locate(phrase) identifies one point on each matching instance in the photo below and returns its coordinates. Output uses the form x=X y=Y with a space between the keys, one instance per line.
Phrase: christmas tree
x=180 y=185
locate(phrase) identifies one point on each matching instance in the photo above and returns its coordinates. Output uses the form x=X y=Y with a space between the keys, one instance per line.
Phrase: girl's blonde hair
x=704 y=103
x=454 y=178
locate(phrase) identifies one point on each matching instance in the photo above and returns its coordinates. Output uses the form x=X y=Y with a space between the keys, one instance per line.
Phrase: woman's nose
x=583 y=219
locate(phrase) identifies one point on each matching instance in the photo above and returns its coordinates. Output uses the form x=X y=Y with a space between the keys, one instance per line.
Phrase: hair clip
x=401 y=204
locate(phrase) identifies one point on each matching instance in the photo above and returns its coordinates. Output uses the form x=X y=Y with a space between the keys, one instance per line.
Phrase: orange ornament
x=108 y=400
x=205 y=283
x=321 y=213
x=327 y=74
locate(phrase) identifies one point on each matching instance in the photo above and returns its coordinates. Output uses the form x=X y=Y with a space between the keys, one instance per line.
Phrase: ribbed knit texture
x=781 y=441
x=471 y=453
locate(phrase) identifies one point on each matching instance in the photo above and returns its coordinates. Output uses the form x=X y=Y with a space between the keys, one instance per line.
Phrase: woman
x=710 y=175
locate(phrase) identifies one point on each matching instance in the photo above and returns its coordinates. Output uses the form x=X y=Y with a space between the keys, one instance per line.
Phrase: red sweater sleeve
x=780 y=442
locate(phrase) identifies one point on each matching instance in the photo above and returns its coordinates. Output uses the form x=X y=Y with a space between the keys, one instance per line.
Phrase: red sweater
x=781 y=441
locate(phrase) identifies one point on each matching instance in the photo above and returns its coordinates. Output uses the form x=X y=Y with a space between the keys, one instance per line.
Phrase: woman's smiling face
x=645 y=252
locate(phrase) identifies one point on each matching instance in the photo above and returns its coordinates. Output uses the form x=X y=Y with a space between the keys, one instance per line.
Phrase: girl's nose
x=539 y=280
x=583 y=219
= = =
[Problem to work on] Each record should be repeated in full, exactly as it is written.

[Written reply]
locate(phrase) identifies one point on each matching instance in the photo below and returns its coordinates. Output uses the form x=X y=Y with a space between the keys, one instance per line.
Phrase: christmas tree
x=180 y=185
locate(phrase) identifies one point on each matching instance in the photo above and returns its coordinates. Output uses the form x=X y=Y with a space between the keys, one instance per line.
Phrase: girl's blonde hair
x=704 y=103
x=454 y=178
locate(phrase) identifies one point on each matching instance in the photo above and returns its coordinates. Output uses the form x=X y=Y with a space between the keys, one instance per line.
Phrase: woman's nose
x=583 y=219
locate(phrase) identifies one point on each matching instance in the photo above and returns its coordinates. Output uses the form x=X y=Y with a space between the keys, one instance per line.
Phrase: hair clip
x=401 y=204
locate(phrase) identifies one point on each matching instance in the photo above and returns its coordinates. Output uses the form x=X y=Y with a space between the keys, one instance per line.
Phrase: orange ornament
x=108 y=400
x=205 y=283
x=321 y=213
x=327 y=74
locate(phrase) identifies one point on each matching instance in the photo above and returns its coordinates. Output uses the form x=X y=Y with a space between the keys, one instance per line.
Phrase: ribbed knit texture
x=781 y=441
x=471 y=453
locate(phrase) identifies one point on each matching instance in the photo above and returns its coordinates. Output uses the form x=X y=Y with a space between the keys, one instance per line.
Phrase: woman
x=710 y=175
locate(phrase) identifies one point on each matching instance in the photo above and returns its coordinates. Output uses the form x=X y=Y with a space between the keys, one instance per line.
Phrase: red sweater sleeve
x=780 y=442
locate(phrase) identifies one point on each matching instance in the photo above and returns its coordinates. Output uses the form x=X y=Y with a space between the keys, one instance per line.
Phrase: red sweater
x=781 y=441
locate(phrase) identifies one point on each matching instance in the photo above and returns its coordinates. Output uses the form x=X y=Y with a space between the keys, one instance per line.
Phrase: woman's smiling face
x=645 y=252
locate(phrase) identifies one point on each matching instance in the photo above and returns its coordinates. Output uses the form x=X y=Y with a space between the keys, one instance per line.
Phrase: girl's nose
x=539 y=280
x=583 y=219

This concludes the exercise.